▸ **Extrait du document**:
----
Bridget Jones, une belle histoire gâchée !

Le premier film dont nous parlerons ce soir, il s'agit de Bridget Jones, le film du moment, dont on vient de parler dans la rubrique Des lettres et puis des lettres, et au sujet duquel je laisserai quelques minutes à Djette Klarabel à la fin de cette chronique pour donner son avis. Car l'avis qui est le mien est nécessairement un avis biaisé. Pour tout dire, j'ai pas aimé le film, ou plutôt, j'ai pas assez aimé le film pour en dire du bien, et pas assez détesté le film pour en faire une coprophagie bien sentie dans l'émission suivante. En fait, le film ne m'a apporté aucune émotion particulière, patte reconnaissable entre toutes de la petite comédie américaine surmédiatisée… Le fait est sinon, que je dois avoir un sérieux problème avec les journaux en général. Je passerai sur le pensum de Robert Bresson, le journal d'un curé de campagne, et je profiterai lâchement de l'absence de Geneviève pour rappeler à quel point j'honnis le film journal intime de Nanni Moretti, qui est tellement chiant qu'il endormirait un âne.
----
▸ **Liste de données**:
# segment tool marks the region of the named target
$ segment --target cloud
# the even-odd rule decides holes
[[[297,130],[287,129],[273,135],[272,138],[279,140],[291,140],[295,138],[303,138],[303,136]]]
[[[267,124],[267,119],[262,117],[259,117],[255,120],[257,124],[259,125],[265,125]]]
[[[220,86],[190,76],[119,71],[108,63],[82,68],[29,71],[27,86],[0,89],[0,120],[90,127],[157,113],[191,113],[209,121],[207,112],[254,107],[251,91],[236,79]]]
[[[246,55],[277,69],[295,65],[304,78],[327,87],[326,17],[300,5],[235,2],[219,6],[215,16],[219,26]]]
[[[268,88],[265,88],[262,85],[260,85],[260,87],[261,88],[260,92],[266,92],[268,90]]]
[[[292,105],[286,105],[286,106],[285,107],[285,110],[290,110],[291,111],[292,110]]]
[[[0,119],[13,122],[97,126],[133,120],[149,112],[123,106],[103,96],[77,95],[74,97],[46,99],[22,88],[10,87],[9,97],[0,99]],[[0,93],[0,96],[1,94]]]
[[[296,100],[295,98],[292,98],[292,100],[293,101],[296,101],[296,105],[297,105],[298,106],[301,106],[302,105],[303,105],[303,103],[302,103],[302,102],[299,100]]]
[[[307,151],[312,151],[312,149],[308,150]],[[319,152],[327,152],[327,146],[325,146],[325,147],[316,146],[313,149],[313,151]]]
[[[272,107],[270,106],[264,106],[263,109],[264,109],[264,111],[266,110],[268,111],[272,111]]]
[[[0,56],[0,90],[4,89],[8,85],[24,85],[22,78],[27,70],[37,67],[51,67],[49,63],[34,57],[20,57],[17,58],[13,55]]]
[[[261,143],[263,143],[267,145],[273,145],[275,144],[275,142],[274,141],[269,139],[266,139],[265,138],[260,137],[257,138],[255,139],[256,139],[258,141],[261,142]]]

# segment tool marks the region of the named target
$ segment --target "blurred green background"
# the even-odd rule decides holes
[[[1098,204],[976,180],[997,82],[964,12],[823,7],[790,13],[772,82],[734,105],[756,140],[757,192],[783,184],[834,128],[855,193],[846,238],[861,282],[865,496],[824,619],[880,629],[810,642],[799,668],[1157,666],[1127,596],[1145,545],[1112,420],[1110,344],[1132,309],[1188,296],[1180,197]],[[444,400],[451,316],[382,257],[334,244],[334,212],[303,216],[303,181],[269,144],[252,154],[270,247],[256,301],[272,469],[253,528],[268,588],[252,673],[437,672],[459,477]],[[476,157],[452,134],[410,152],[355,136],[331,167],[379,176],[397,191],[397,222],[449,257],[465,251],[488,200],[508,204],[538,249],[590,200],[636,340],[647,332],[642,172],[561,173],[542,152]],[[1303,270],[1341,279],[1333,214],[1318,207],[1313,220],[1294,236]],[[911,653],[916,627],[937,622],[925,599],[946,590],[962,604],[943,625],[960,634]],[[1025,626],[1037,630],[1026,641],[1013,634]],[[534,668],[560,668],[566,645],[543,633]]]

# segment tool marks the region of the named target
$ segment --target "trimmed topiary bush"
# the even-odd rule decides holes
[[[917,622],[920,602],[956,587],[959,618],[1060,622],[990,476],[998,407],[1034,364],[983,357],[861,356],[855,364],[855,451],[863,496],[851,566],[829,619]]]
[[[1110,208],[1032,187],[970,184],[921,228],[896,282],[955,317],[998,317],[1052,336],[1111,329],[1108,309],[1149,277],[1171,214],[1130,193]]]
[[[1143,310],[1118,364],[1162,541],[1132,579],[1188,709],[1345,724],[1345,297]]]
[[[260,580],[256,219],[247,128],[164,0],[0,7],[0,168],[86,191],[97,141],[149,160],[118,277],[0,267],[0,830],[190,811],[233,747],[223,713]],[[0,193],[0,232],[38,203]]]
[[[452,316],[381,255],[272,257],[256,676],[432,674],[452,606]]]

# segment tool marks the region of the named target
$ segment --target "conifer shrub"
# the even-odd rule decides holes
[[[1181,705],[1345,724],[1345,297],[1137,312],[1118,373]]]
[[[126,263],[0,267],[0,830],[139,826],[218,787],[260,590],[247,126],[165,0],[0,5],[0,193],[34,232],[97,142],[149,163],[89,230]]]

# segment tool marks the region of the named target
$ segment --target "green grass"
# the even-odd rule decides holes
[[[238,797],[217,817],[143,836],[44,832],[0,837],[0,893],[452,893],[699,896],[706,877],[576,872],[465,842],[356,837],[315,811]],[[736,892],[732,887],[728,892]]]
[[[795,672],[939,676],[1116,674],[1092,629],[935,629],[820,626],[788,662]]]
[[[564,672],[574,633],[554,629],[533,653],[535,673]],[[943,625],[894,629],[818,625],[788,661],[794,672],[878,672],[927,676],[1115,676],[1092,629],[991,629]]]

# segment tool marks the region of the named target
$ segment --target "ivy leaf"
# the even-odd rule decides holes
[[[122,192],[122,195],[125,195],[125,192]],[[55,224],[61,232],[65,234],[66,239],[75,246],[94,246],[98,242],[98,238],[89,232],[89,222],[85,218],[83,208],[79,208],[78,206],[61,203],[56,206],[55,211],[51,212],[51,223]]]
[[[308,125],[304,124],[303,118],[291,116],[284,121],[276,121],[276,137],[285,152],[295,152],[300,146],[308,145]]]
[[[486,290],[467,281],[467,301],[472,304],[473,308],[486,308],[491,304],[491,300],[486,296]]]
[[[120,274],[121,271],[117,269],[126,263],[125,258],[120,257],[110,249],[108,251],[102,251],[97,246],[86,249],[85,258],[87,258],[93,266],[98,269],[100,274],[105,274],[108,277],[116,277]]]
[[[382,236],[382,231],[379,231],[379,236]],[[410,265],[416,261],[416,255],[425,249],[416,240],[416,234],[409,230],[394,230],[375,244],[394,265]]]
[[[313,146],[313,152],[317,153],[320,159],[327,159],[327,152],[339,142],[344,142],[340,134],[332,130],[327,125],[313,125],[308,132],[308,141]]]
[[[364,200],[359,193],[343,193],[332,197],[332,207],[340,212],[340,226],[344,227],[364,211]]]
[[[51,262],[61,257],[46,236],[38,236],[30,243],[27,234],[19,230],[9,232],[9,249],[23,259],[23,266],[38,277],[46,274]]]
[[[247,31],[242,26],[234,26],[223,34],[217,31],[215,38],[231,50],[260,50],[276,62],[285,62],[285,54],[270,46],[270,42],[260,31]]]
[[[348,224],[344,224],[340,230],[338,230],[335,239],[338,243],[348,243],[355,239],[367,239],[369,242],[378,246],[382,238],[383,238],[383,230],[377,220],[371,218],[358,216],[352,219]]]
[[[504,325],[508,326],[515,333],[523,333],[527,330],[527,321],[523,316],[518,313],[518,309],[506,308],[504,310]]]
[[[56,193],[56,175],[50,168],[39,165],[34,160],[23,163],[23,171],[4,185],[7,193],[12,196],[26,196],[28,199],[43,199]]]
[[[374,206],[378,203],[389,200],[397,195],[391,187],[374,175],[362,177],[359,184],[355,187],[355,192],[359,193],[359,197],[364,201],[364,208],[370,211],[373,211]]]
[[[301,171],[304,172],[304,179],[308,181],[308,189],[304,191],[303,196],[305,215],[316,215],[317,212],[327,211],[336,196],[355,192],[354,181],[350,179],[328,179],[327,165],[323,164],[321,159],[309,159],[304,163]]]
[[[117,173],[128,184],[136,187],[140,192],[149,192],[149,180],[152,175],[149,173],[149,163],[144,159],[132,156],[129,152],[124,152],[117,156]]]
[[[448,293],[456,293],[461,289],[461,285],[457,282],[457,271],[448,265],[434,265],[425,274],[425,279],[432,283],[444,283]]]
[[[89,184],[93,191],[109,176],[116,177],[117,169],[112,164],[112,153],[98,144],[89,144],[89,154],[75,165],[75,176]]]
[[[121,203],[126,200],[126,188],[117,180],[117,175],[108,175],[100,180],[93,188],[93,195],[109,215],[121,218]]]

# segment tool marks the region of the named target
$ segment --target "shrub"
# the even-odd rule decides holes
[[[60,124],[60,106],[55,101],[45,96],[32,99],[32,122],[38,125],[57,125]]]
----
▸ **Travail demandé**:
1 – Dans la chronique sur Bridget Jones, à qui le chroniqueur laissera-t-il quelques minutes à la fin pour donner son avis ?
2 – Reprenez, s'il vous plaît, la chronique sur Bridget Jones et prolongez-la après sa dernière phrase.

▸ **Réponses**:
1 – À Djette Klarabel.

2 –
Mais revenons au journal de Miss Jones, qui nous concerne aujourd'hui ; Si je laisserai l'avis final à notre Klarabel, c'est que je n'ai pas eu le loisir de lire le livre à succès d'Helen Fielding et que tout le film s'articule autour de celui-ci. Le seul avis que je peux donner est donc uniquement cinématographique, en commençant par le point fort du film, puisqu'il y en a au moin un. Et ce point fort, réside en Renée Zelweigger, l'actrice pourtant fort controversée qui joue le rôle de Bridget, et qui est en tout point épatante. Controversée, elle le fut parce que la jeune fille est américaine, et le journal, comptant ses plus farouches fans dans les pages de Cosmopolitan UK, se devait pour celles-ci d'avoir une héroïne anglaise. En effet, la comédie sentimentale à l'anglaise est considérée comme un monument historique outre-manche depuis le succès de 4 mariages et un enterrement, et beaucoup d'anglais pense que cette marque de fabrique ne peut pas leur échapper. Pourtant, Renée, qui à pris dix kilos pour le rôle est parfaite, et on peut même dire qu'elle sauve le film du naufrage à plusieurs reprises, par un talent consommée pour le charme et le naturel devant l'écran, doublé d'un sens inné pour la légèreté et la comédie, talent déjà décelé dans un film qui fut présenté à Cannes en 2000, Le Nurse Betty de Neil LaButte, grand indépendant américain. Une légèreté et un charme qui n'est pas sans rappeler celle d'une autre actrice américaine, Meg Ryan.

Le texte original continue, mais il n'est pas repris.